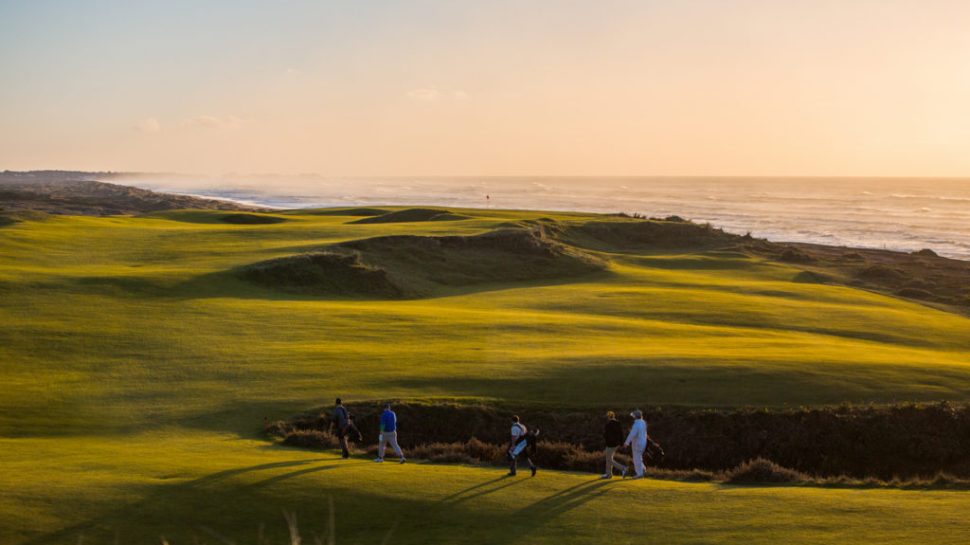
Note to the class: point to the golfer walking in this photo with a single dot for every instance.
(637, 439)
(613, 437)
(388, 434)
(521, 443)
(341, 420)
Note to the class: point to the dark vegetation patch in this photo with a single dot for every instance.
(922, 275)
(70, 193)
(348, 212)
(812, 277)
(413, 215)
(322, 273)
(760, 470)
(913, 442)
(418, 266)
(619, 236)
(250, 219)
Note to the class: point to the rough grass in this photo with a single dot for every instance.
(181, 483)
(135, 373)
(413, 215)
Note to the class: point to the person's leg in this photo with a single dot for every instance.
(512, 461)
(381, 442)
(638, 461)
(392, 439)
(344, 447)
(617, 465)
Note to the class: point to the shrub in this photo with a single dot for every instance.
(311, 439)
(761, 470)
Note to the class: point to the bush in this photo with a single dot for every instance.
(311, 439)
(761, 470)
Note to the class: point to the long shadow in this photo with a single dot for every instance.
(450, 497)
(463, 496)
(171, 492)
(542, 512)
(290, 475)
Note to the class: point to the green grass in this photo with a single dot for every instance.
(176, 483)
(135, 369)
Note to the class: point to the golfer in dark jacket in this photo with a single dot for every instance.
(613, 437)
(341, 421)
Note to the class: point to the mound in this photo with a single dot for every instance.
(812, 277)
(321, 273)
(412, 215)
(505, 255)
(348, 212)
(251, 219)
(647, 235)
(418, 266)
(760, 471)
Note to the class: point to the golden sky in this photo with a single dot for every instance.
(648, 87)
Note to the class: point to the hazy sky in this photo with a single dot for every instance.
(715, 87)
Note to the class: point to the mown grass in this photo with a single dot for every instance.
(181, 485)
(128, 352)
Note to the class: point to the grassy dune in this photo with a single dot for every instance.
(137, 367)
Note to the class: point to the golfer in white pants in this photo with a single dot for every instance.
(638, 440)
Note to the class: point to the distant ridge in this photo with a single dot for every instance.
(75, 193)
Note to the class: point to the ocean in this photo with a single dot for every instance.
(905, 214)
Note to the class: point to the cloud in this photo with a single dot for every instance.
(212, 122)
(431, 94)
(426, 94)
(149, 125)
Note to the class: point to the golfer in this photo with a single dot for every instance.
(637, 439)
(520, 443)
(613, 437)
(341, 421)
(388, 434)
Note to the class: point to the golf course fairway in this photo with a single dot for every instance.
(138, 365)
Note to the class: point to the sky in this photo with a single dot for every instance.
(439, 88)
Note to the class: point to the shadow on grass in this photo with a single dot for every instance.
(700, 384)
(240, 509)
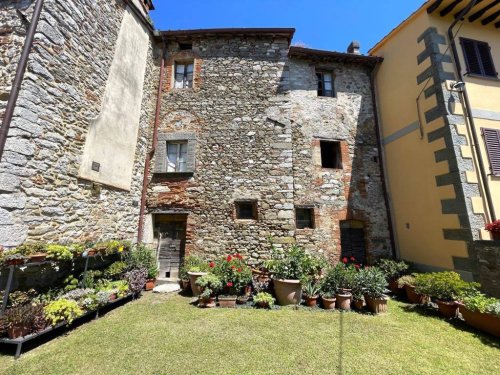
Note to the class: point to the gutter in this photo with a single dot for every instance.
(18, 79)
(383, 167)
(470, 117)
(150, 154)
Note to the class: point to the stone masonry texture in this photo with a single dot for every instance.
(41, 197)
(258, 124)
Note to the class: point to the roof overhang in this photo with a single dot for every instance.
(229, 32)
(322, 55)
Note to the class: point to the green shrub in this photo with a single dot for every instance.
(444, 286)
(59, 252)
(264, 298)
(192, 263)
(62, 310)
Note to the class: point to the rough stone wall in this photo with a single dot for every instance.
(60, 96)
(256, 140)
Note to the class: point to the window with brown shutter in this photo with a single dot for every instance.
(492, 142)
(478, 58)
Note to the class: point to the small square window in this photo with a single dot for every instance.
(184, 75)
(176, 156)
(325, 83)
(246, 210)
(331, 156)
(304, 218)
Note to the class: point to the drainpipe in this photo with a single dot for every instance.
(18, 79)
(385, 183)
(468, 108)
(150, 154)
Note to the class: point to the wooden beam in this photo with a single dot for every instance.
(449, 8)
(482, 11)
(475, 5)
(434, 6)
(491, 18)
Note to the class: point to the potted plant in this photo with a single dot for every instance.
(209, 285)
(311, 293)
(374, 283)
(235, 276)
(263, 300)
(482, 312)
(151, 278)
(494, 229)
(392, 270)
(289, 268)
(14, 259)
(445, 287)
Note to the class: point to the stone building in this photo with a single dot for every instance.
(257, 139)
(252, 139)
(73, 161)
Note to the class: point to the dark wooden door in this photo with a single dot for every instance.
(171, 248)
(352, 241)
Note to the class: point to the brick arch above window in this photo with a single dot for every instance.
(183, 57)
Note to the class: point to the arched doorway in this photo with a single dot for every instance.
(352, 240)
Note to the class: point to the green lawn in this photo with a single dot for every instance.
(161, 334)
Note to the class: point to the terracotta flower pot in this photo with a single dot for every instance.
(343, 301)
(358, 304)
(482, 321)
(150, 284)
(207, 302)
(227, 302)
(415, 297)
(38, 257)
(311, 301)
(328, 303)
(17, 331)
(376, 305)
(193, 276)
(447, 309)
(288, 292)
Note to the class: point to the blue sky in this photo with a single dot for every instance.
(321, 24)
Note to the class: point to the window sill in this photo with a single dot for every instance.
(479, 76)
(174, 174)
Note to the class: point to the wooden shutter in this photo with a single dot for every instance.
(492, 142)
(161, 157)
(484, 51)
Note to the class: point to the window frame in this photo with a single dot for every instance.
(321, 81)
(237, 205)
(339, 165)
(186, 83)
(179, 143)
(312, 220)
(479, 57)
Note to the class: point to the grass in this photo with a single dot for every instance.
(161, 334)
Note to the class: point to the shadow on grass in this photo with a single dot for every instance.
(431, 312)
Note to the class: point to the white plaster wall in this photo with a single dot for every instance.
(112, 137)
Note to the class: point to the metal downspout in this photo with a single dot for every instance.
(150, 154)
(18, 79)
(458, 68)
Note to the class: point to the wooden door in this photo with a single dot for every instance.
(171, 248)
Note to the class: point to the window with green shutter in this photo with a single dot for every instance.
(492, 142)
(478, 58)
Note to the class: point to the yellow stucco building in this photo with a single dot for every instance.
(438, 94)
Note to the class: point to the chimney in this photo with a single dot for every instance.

____________________

Transcribe every entry above exactly. Omit all pictures.

Note to the class: point to the golfer walking in this photo with a single dot for every instance.
(637, 439)
(613, 437)
(388, 434)
(521, 443)
(341, 420)
Note to the class: point to the dark vegetation patch in this photo with a single dot for every instance.
(922, 275)
(70, 193)
(348, 212)
(812, 277)
(413, 215)
(322, 273)
(760, 470)
(913, 442)
(418, 266)
(619, 236)
(250, 219)
Note to the class: point to the rough grass in this photo with a single dot for every instance.
(181, 483)
(135, 373)
(413, 215)
Note to the class: point to the person's leg in this photo with a single dot for every instance.
(512, 461)
(381, 442)
(638, 461)
(392, 439)
(344, 447)
(617, 465)
Note to the class: point to the shrub in this photo with a single dot for every instance.
(311, 439)
(761, 470)
Note to the class: point to the bush in this photo with a single dot for every instance.
(311, 439)
(761, 470)
Note to the class: point to the long shadow in this photo with a single dot for every instance.
(450, 497)
(463, 496)
(171, 492)
(542, 512)
(290, 475)
Note to the class: point to the green grass in this photo with a single dot for every instance.
(176, 483)
(135, 369)
Note to the class: point to the golfer in dark jacket in this photo with a single dot for every instance.
(613, 437)
(341, 421)
Note to the class: point to the mound in this photo with a single dot for every instance.
(812, 277)
(321, 273)
(412, 215)
(505, 255)
(348, 212)
(251, 219)
(647, 235)
(418, 266)
(760, 471)
Note to the class: point to the golden sky in this photo with a single dot for every instance.
(648, 87)
Note to the class: point to the hazy sky in this photo with a single dot for every instance.
(715, 87)
Note to the class: point to the mown grass in this photo with a single dot for every instance.
(181, 485)
(128, 352)
Note to the class: point to the grassy dune in this photo with a single dot for every instance.
(137, 367)
Note to the class: point to the golfer in white pants in this photo with a single dot for every instance.
(638, 440)
Note to the class: point to the distant ridge in this photo with a single dot for every instance.
(75, 193)
Note to the class: point to the ocean in this photo with a single dot for every instance.
(905, 214)
Note to the class: point to the cloud in this photo with a single dot for every instance.
(212, 122)
(431, 94)
(426, 94)
(149, 125)
Note to the class: point to the golfer in this photo with a single dot for every instance.
(637, 439)
(520, 443)
(613, 437)
(341, 421)
(388, 434)
Note to the class: point to the golf course fairway in this photo with a single dot for every instance.
(138, 365)
Note to the class: point to the sky in this photo with a single dot for every instance.
(439, 88)
Note to the class: point to the shadow on grass in this photo with a single dot for every instance.
(700, 384)
(240, 509)
Note to the class: point to the gutter in this photo with a single dot for every instance.
(18, 79)
(383, 167)
(470, 117)
(150, 154)
Note to the class: point to the stone masonry texture in this photo with a single dot for every instance.
(41, 197)
(258, 124)
Note to the class: point to the roof overhang in this photo with a single dot for every instance.
(229, 32)
(322, 55)
Note to the class: point to the green shrub in this photo with a single dot for every instance.
(444, 286)
(59, 252)
(264, 298)
(192, 263)
(62, 310)
Note to the class: point to the rough stone wall in this photo with a single dot for every instance.
(60, 96)
(256, 140)
Note to the class: point to the window with brown shutter in this photo with a single dot for every instance.
(492, 142)
(478, 58)
Note to the class: point to the small square window in this photo with a single dot for every instance.
(184, 75)
(176, 156)
(325, 83)
(246, 210)
(331, 156)
(304, 218)
Note to the class: point to the drainpipe in this photo with a single dot for every instance.
(18, 79)
(385, 183)
(468, 108)
(150, 154)
Note to the class: point to the wooden beam in this photo with a single dot for every instance.
(449, 8)
(482, 11)
(475, 5)
(434, 6)
(491, 18)
Note to the class: point to the potted plant in this photo with a single dot for every instance.
(209, 285)
(311, 293)
(374, 283)
(235, 276)
(263, 300)
(482, 312)
(151, 278)
(494, 229)
(392, 270)
(289, 268)
(14, 259)
(445, 287)
Note to the class: point to the stone building in this photo with a single dot for every instance.
(257, 139)
(252, 139)
(73, 161)
Note to the class: point to the dark wooden door in this photo with a single dot for every instance.
(171, 248)
(352, 241)
Note to the class: point to the brick arch above window in this photo with a single dot for every instance.
(183, 57)
Note to the class: point to the arched doorway in this photo with a single dot for every instance.
(352, 240)
Note to the class: point to the green lawn in this photo with a single dot for every instance.
(161, 334)
Note to the class: point to the terracotta flower pot in this photo with a single dot for every instance.
(343, 301)
(358, 304)
(482, 321)
(150, 284)
(207, 302)
(227, 302)
(415, 297)
(38, 257)
(311, 301)
(328, 303)
(17, 331)
(376, 305)
(193, 276)
(447, 309)
(288, 292)
Note to the class: point to the blue sky in this photo with a single dot for every instance.
(321, 24)
Note to the class: point to the window sill in this photo with a single dot for every instance.
(479, 76)
(174, 174)
Note to the class: point to the wooden shutter in this photo with a single dot for every instance.
(492, 142)
(161, 157)
(484, 51)
Note to the class: point to the window frame in this photo with a single dot for every instance.
(321, 81)
(237, 205)
(339, 165)
(186, 83)
(179, 143)
(312, 220)
(479, 57)
Note to the class: point to the grass in this photo with a single dot for every instance.
(161, 334)
Note to the class: point to the shadow on grass in this photo with a single dot for every instance.
(431, 312)
Note to the class: point to the white plaster wall in this photo with a single dot for every instance.
(112, 137)
Note to the class: point to the metal downspout in this photo with a single dot for every instance.
(150, 154)
(18, 79)
(458, 68)
Note to the class: point to the wooden door in this photo with a single dot for every instance.
(171, 248)
Note to the class: point to the window with green shutter in this photo with a single dot for every instance.
(492, 142)
(478, 58)
Note to the class: point to the yellow stucco building in this photo with a single dot for every instance.
(438, 94)
Note to the class: point to the chimney in this photo with a single dot for every instance.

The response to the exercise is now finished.